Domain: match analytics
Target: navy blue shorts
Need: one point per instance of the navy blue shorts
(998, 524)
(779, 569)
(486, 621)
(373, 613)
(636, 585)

Assignment ->
Starting at the line in the records above that contains "Need: one point", output every line up to and including the last one, with nothing added.

Result ->
Need: one point per instance of the navy blue shorts
(998, 524)
(779, 569)
(486, 621)
(373, 613)
(636, 585)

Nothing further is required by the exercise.